**About this exercise**
Update the Thomas Rainey passage by rewriting it starting with "American inventor (1824–1910)" and going on through "methods more accessible.", with "eldest" replaced by "oldest".

**Source extract**
-- Opening Marker --

American inventor (1824–1910)

Thomas Rainey (1824–1910) was an American lecturer, inventor, entrepreneur, and civic promoter best known for his decades-long campaign to construct a bridge across the East River between Manhattan and Long Island City: what would eventually become the Queensboro Bridge. He is remembered as "The Father of the Bridge" for dedicating 25 years and his entire fortune to this cause.

==Early life and career==

Born in Yanceyville, North Carolina, Rainey was the eldest of fifteen children. After leaving home as a young man, he worked his way west through multiple states, teaching and studying various subjects, including arithmetic and medicine. He published Rainey’s Improved Abacus in 1849, a treatise on arithmetic and mensuration intended to make mathematical methods more accessible.

He later became active as a lecturer and editor, founding several journals such as The Ohio Teacher, The Western Review, and The Cincinnati Daily Republican. Rainey developed relationships with prominent scientific and political figures of his day, including Louis Agassiz and Daniel Webster.

==Steam navigation==

During his travels to South America and Europe, Rainey studied steam navigation and subsequently gained a concession to build and operate a fleet of steam ferries in the Bay of Rio de Janeiro, Brazil. He prospered in this venture from 1860 to 1874, building sixteen new vessels and accumulating a considerable fortune.

-- Closing Marker --

**Provided information**
-- Opening Marker --

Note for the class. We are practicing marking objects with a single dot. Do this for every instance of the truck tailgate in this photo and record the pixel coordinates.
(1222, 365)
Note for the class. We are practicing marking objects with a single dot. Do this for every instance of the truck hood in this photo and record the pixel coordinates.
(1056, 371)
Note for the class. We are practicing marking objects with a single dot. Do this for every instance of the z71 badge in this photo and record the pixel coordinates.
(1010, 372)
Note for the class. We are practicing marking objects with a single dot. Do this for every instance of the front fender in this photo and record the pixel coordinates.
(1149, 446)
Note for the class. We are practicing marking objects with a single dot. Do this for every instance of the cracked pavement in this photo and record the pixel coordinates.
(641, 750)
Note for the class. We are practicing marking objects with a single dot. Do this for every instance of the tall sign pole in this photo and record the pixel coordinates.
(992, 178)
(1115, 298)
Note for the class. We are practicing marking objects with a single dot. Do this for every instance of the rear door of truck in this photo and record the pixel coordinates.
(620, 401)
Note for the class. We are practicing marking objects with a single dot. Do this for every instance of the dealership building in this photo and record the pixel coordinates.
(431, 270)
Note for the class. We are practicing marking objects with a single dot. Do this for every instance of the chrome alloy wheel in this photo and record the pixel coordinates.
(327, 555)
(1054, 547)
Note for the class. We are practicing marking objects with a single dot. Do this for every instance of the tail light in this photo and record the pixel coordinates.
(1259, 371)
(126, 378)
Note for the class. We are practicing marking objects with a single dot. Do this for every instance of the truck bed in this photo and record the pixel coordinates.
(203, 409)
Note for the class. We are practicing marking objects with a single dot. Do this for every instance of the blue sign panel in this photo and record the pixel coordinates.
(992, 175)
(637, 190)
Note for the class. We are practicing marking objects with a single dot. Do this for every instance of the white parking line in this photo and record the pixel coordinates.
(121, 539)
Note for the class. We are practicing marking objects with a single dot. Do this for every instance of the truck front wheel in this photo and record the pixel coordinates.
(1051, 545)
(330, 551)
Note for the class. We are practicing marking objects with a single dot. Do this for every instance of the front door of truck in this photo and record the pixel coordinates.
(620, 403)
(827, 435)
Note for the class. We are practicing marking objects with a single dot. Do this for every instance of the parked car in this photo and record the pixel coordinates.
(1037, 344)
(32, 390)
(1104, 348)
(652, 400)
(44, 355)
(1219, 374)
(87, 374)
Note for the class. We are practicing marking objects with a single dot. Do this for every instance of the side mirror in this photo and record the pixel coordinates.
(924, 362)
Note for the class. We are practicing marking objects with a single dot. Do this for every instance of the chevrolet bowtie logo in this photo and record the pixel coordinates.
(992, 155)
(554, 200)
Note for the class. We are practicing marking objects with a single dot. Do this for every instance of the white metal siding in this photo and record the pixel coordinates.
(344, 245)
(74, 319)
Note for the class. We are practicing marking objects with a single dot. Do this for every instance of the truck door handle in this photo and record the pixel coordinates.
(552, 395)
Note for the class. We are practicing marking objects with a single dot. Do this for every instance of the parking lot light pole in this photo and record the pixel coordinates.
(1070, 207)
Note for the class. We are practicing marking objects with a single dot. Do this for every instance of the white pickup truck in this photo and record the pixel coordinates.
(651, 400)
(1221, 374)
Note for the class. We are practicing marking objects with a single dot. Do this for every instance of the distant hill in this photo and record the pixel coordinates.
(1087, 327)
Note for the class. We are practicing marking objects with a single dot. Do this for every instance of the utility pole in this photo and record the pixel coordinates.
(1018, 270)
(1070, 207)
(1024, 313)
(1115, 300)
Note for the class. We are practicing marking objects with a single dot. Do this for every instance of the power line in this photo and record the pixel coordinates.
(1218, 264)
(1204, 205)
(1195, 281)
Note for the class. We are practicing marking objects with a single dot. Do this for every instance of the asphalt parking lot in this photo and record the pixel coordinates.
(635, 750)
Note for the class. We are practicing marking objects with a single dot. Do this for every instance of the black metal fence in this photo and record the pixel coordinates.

-- Closing Marker --

**Completed task**
American inventor (1824–1910)

Thomas Rainey (1824–1910) was an American lecturer, inventor, entrepreneur, and civic promoter best known for his decades-long campaign to construct a bridge across the East River between Manhattan and Long Island City: what would eventually become the Queensboro Bridge. He is remembered as "The Father of the Bridge" for dedicating 25 years and his entire fortune to this cause.

==Early life and career==

Born in Yanceyville, North Carolina, Rainey was the oldest of fifteen children. After leaving home as a young man, he worked his way west through multiple states, teaching and studying various subjects, including arithmetic and medicine. He published Rainey’s Improved Abacus in 1849, a treatise on arithmetic and mensuration intended to make mathematical methods more accessible.